Blow The Dust Off Your VNRs
Tight Television Budgets are a Good Reason to Reconnect with Station
Managers
By: Ralph Wall & Michelle Griffin
Are video news releases worth the cost and hassle? How can you make
them appealing to television stations? What coverage can you expect?
These questions were posed to you, ACI members through the ACI list
serve with some surprising and helpful insight. Read on to see how your
fellow ACIers get their VNRs placed, or perhaps use a slightly masked
strategy to get an issue covered.
Yes, Television Stations Will Use Your VNRs!
As the economy sags, so do television station budgets. There is a
renewed interest in VNRs. However, just any old VNR presented in any
old way won’t get you aired. There are some tested strategies working
for communicators from Texas to Minnesota! Read on to learn the tactics
that work.

_Your tasks_
1. Return the passage of the VNR article that opens with the words containing "Blow The Dust" and closes with "Use Your VNRs!", copied word for word.
2. Reproduce only the part of the listing that opens with the line containing "pin: the leafy" and runs through the end of the listing, replacing "leafy tree" with "tall tree" and changing nothing else.
The VNR article and the listing that follows are unrelated material.

_Records for processing_

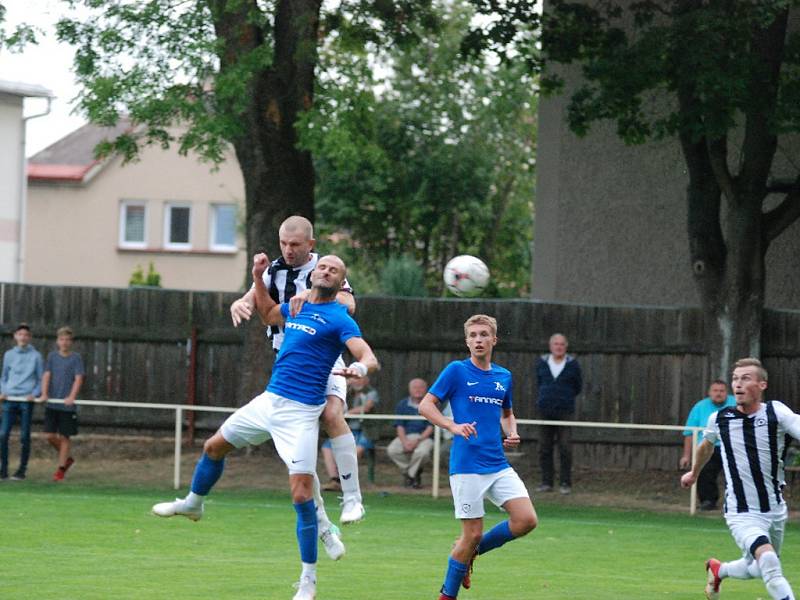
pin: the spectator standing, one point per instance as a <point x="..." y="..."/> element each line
<point x="362" y="399"/>
<point x="412" y="448"/>
<point x="717" y="399"/>
<point x="21" y="377"/>
<point x="63" y="378"/>
<point x="559" y="379"/>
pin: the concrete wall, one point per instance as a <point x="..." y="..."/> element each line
<point x="611" y="220"/>
<point x="11" y="137"/>
<point x="73" y="230"/>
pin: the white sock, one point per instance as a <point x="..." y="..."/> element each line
<point x="344" y="453"/>
<point x="323" y="522"/>
<point x="738" y="569"/>
<point x="309" y="570"/>
<point x="193" y="500"/>
<point x="772" y="574"/>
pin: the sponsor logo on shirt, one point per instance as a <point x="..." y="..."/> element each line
<point x="301" y="327"/>
<point x="486" y="400"/>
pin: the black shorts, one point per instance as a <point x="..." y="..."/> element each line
<point x="64" y="422"/>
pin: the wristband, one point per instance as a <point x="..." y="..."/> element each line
<point x="359" y="368"/>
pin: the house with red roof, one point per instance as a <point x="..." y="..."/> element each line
<point x="93" y="222"/>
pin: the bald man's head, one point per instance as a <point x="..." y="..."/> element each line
<point x="296" y="235"/>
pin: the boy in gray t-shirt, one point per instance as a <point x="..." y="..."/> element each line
<point x="63" y="377"/>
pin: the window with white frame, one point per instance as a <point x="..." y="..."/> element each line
<point x="223" y="227"/>
<point x="178" y="227"/>
<point x="133" y="224"/>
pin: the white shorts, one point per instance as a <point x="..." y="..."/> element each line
<point x="337" y="384"/>
<point x="747" y="527"/>
<point x="293" y="426"/>
<point x="470" y="489"/>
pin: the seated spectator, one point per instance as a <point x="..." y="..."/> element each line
<point x="362" y="398"/>
<point x="412" y="448"/>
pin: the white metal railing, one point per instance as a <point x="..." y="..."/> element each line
<point x="437" y="436"/>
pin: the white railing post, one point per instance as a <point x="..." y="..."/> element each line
<point x="693" y="491"/>
<point x="437" y="451"/>
<point x="176" y="481"/>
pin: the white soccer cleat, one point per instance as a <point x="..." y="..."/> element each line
<point x="306" y="589"/>
<point x="332" y="542"/>
<point x="178" y="507"/>
<point x="352" y="512"/>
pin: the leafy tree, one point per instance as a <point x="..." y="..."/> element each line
<point x="236" y="72"/>
<point x="421" y="153"/>
<point x="722" y="78"/>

_Responses_
1.
Blow The Dust Off Your VNRs
Tight Television Budgets are a Good Reason to Reconnect with Station
Managers
By: Ralph Wall & Michelle Griffin
Are video news releases worth the cost and hassle? How can you make
them appealing to television stations? What coverage can you expect?
These questions were posed to you, ACI members through the ACI list
serve with some surprising and helpful insight. Read on to see how your
fellow ACIers get their VNRs placed, or perhaps use a slightly masked
strategy to get an issue covered.
Yes, Television Stations Will Use Your VNRs!

2.
pin: the tall tree, one point per instance as a <point x="..." y="..."/> element each line
<point x="236" y="72"/>
<point x="421" y="153"/>
<point x="722" y="78"/>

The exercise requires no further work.